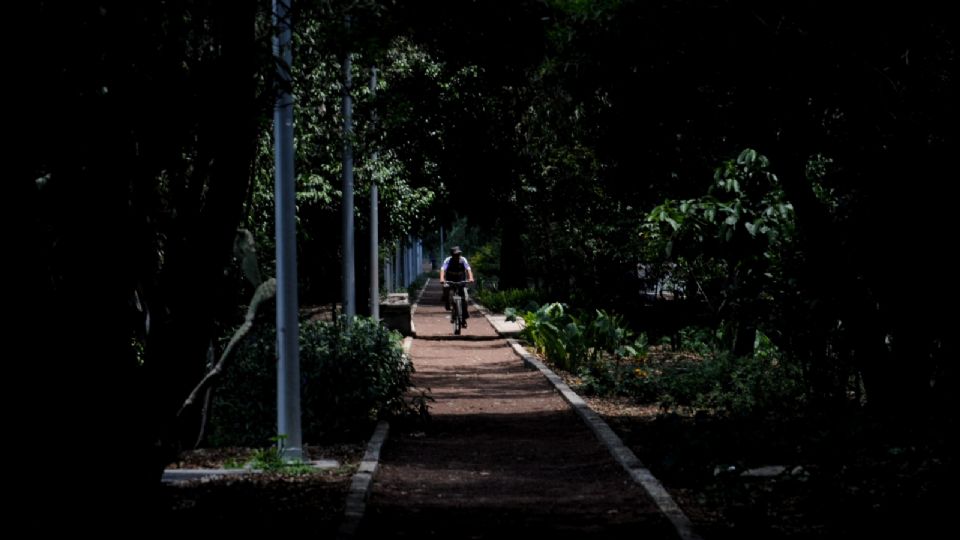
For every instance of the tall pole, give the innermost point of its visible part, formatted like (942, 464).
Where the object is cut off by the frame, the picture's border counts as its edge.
(349, 277)
(374, 219)
(288, 368)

● Written request: Put each line of the records above into a Markdown table with two columns, No. and Text, numbering the rows and leaving out blank lines. Don't include the pictures in your answer.

● Result of this task:
| No. | Text |
|---|---|
| 1 | For every instance of the tall pole, give the innermost point of its visible part, formatted like (942, 464). |
| 2 | Where the object is cut off by the frame, the picture's border counts as its edge. |
| 3 | (349, 277) |
| 4 | (374, 219) |
| 5 | (288, 368) |